[Descrizione dell'esercizio]
Prosegui la recensione del film di Danis Tanović sugli inizi della guerra nella ex Jugoslavia dal punto in cui termina.

L’altra Venezia:
Tanović
Danis Tanović, Oscar straniero nel 2002 per No Man’s Land, torna a parlare della guerra della ex Jugoslavia, argomento che ha impegnato la maggior parte della sua carriera registica. Stavolta l’autore bosniaco si concentra sui momenti iniziali degli eventi bellici che portarono al disfacimento del paese balcanico.
Siamo in una piccola cittadina della Bosnia Herzegovina. Il regista, con un semplice indizio, ci fa capire che gli eventi si collocano nella Jugoslavia prebellica: le automobili portano l’adesivo ovale “YU”. Nel paese torna Divko, l’indimenticabile Miki Manojlović, protagonista di tanti film di Kusturica, dopo un esilio in Germania durato più di vent’anni. I suo ritorno alla terra nativa è legato alla perdita del potere dei comunisti. La sua prima azione sarà reclamare la sua vecchia casa, abitata dalla ex moglie con il figlio, sfrattandoli. Il suo personaggio rappresenta il capitalismo: si è arricchito vivendo in Germania, è pronto a comprarsi tutto, o a tirare fuori banconote fumanti per ottenere ciò che vuole. La sua compagna è, inevitabilmente, molto più giovane di lui e dalle forme abbondanti. Al suo opposto si colloca il personaggio del vecchio nostalgico comunista, anche fisicamente somigliante a Tito, che depreca il nuovo ordine mondiale succeduto alla caduta del Muro di Berlino. Sono personaggi che rappresentano un mondo variegato, un’autentica polveriera, proprio come nell’omonimo film di Goran Paskaljevic, pronta a esplodere. L’analisi fatta da Tanović sulle origine degli eventi che hanno portato al conflitto, che ha visto contrapporsi persone che fino al giorno prima convivevano pacificamente, non è dissimile da quella del Kustirica di Underground. Sono questioni antiche e mai risolte, conflitti che sono rimasti troppo a lungo latenti. La coesione sembra essere stata dettata dal comune ideale antifascista, maturato durante la grande guerra. Un sentimento nazionale che ha funzionato come cemento e che ora si sta sgretolando. In due occasioni, nel film, il regista ricorda questa eredità: la via dove si trova l’appartamento, oggetto della contesa, è dedicata alle vittime del fascismo e in un momento si allude al cimitero dei partigiani della città.

[Dati da analizzare]
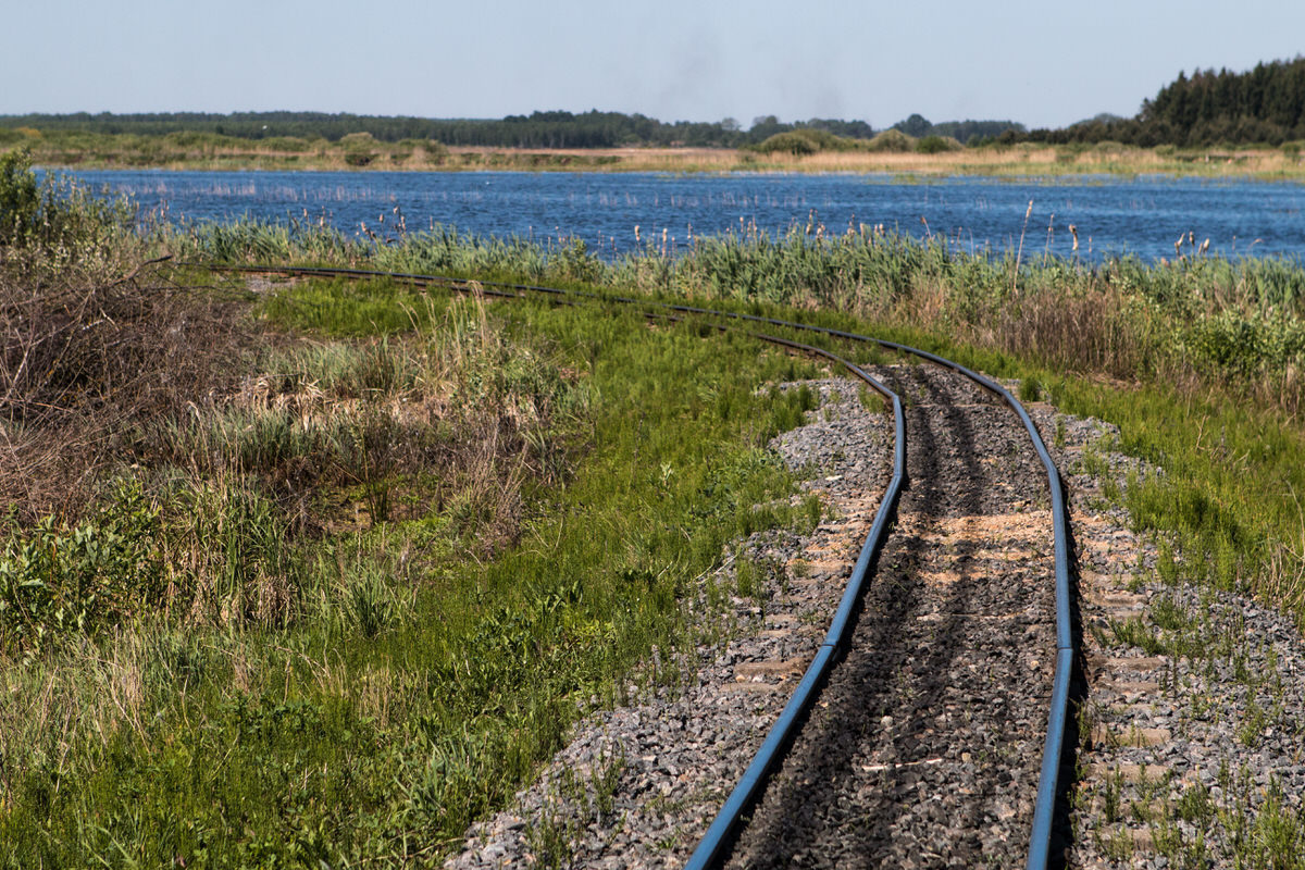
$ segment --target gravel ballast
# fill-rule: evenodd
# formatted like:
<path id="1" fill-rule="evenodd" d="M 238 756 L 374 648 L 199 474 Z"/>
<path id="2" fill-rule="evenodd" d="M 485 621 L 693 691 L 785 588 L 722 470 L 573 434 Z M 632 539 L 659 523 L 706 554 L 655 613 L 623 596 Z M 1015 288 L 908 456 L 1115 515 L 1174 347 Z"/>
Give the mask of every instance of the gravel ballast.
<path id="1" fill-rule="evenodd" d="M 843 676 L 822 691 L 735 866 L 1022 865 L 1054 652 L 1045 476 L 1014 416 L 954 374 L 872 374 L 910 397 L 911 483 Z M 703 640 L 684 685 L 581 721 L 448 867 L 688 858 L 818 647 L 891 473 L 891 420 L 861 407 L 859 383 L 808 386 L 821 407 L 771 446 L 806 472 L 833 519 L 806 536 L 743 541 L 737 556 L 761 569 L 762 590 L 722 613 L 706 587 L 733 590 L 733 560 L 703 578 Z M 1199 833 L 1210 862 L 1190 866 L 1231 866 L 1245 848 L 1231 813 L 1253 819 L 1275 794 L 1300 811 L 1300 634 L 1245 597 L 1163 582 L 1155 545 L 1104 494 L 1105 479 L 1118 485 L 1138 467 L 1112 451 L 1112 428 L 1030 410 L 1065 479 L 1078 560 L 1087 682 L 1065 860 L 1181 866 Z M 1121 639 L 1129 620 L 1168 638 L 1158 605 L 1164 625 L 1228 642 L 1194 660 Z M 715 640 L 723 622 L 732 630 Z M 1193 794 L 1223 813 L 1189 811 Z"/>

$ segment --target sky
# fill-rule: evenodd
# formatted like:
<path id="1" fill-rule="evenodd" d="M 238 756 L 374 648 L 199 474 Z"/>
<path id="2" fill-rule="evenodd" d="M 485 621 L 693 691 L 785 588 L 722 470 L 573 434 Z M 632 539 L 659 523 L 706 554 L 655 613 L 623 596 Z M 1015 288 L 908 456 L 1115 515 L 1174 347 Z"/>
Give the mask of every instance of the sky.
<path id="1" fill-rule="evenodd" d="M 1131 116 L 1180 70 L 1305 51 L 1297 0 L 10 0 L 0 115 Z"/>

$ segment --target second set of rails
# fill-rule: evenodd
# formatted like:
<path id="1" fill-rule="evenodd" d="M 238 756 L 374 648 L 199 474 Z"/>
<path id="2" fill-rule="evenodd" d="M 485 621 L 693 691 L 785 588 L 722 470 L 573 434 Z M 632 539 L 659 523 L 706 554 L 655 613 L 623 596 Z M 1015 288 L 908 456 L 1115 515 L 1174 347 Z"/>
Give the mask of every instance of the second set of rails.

[Risposta]
Quello che succede in Cirkus Columbia è lo smembramento di un’identità nazionale tenuta insieme in modo forzato. E nell’anima del ragazzo protagonista si riflette questa spaccatura che ha origini antiche: il padre biologico appartiene a una fazione, mentre l’uomo che gli ha fatto da padre di fatto, all’altra. Gli affetti e il sentimento finiscono per orientare la sua scelta di campo. Tanović riesce così a fornirci una rappresentazione del tutto verosimile di come sia stato possibile un massacro che ha contrapposto fratello contro fratello.